* **Work to complete**: Give the lines of the listing below as a JSON list of strings, one string per line and no blank lines. Start at the beginning of the listing and stop after the line that has "xmin=485 ymin=351 xmax=542 ymax=373".

* **Entries**:
····················
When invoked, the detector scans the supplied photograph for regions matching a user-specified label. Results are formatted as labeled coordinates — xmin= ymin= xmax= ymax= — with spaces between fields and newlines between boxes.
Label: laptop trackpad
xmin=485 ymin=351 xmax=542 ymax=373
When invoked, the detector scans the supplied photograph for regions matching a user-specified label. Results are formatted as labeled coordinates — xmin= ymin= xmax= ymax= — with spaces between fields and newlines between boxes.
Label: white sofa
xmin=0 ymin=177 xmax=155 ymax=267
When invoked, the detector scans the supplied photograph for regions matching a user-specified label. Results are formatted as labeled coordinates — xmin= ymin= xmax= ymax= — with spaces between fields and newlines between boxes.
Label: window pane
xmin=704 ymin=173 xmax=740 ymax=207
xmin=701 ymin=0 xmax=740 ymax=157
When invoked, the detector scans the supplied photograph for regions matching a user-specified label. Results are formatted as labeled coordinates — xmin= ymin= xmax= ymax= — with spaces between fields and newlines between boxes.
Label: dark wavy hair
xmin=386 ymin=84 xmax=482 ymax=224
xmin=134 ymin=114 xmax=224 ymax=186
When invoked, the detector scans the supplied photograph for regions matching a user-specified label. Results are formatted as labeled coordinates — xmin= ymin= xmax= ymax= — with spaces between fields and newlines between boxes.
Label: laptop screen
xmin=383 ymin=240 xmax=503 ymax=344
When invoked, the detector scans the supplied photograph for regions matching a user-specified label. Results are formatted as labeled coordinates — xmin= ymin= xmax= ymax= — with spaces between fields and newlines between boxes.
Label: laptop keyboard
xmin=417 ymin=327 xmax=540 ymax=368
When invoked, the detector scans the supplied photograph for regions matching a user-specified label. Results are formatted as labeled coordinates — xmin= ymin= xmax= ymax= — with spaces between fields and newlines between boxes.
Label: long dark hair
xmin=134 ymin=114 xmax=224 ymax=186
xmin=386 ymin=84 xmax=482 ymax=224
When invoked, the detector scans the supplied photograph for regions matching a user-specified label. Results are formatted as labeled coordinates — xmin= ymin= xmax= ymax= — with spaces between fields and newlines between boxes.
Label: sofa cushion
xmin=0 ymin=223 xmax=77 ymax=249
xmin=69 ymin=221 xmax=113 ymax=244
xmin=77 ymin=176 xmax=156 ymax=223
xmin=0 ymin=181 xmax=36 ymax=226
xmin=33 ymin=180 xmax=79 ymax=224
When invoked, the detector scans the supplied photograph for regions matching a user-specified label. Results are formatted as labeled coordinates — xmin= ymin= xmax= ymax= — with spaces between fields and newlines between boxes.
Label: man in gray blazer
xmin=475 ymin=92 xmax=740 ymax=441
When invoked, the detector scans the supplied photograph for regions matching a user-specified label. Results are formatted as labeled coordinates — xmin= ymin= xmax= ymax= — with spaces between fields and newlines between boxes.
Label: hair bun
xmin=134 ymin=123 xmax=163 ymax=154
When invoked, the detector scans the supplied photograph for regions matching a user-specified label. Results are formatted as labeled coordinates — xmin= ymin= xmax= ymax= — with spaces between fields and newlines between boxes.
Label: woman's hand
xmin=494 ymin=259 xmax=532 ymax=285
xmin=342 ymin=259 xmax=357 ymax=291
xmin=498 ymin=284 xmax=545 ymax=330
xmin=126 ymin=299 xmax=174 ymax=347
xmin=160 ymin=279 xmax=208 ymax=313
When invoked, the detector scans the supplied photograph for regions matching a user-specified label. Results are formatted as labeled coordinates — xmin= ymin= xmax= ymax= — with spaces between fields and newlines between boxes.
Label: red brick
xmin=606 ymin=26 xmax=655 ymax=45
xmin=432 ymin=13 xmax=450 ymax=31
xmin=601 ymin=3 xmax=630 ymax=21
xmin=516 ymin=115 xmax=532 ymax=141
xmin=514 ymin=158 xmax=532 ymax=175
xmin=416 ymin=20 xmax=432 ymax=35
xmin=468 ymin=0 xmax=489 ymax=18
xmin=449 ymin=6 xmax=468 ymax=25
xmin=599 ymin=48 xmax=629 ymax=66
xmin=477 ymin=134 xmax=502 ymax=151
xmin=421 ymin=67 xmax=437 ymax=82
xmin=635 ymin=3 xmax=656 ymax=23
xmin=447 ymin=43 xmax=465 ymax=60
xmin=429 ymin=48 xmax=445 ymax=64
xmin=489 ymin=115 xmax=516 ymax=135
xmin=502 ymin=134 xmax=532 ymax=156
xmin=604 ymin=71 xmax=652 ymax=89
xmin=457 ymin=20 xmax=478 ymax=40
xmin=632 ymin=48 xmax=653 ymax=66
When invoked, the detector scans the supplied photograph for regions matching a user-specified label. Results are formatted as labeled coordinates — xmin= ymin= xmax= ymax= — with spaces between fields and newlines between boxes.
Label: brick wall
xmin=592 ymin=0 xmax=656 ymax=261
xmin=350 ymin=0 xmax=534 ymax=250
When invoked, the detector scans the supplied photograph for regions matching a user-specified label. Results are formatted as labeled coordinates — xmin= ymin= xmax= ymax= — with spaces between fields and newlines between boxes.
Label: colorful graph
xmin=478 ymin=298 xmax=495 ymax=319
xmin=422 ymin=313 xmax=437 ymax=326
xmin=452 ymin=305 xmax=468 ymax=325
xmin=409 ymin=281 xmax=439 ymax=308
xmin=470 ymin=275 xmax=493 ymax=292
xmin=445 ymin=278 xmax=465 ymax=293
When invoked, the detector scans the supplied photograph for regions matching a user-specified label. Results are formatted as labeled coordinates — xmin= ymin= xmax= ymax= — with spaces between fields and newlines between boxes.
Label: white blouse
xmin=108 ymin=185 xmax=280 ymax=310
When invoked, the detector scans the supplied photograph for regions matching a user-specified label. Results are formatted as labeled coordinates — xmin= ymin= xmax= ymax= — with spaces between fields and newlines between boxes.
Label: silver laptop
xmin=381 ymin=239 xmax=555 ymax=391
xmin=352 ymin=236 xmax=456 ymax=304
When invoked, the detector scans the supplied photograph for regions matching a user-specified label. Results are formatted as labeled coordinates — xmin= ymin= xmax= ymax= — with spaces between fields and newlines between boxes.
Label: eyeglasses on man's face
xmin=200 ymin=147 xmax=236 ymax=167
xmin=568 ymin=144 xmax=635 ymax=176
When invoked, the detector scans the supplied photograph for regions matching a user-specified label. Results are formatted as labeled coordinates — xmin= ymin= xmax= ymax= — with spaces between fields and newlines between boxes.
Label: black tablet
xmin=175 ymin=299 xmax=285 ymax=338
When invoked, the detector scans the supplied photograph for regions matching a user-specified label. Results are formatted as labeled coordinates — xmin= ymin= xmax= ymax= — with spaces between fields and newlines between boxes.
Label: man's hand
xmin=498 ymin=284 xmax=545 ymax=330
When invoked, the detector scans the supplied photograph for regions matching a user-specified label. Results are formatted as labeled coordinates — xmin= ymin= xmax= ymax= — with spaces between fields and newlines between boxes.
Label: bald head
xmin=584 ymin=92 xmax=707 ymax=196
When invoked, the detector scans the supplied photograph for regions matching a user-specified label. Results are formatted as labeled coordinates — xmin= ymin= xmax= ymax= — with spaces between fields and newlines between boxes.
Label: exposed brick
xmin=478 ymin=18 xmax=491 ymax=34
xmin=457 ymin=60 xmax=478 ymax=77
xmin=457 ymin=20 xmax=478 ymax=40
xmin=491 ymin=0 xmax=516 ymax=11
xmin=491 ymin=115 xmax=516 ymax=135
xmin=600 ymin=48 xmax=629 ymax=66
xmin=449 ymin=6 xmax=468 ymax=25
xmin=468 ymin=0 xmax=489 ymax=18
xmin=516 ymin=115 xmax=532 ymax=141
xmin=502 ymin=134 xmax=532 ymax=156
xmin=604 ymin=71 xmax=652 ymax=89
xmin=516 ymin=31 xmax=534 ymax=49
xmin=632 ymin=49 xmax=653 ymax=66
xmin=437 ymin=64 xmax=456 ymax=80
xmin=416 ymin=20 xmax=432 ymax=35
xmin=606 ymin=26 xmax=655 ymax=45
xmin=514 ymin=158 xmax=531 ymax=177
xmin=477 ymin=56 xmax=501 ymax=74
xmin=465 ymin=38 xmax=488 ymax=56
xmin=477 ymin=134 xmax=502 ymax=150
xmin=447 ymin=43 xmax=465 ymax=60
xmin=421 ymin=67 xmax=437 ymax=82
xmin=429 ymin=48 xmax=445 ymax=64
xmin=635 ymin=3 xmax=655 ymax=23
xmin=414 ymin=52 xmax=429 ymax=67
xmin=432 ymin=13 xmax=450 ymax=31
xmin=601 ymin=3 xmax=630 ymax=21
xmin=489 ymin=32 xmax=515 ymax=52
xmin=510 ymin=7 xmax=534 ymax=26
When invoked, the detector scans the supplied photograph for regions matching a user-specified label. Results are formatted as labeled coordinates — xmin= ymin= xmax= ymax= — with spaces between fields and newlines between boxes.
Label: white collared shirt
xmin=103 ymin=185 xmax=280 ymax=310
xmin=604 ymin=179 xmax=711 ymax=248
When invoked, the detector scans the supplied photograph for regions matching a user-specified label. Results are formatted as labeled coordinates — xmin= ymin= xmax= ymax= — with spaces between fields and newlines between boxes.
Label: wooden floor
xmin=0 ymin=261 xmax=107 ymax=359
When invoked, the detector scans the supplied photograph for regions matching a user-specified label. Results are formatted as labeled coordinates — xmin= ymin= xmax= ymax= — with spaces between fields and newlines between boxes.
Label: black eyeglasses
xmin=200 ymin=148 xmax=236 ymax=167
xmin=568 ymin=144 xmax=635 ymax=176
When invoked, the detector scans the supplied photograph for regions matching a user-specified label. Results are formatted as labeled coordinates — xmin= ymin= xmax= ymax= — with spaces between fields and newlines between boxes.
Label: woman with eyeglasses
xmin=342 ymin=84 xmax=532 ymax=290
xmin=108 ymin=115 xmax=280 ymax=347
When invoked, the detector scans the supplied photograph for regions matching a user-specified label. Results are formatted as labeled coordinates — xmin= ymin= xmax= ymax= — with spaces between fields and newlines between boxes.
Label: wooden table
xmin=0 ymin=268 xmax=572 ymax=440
····················
* **Full solution**:
[
  "When invoked, the detector scans the supplied photograph for regions matching a user-specified label. Results are formatted as labeled coordinates — xmin= ymin= xmax= ymax= — with spaces between fields and newlines between boxes.",
  "Label: laptop trackpad",
  "xmin=485 ymin=351 xmax=542 ymax=373"
]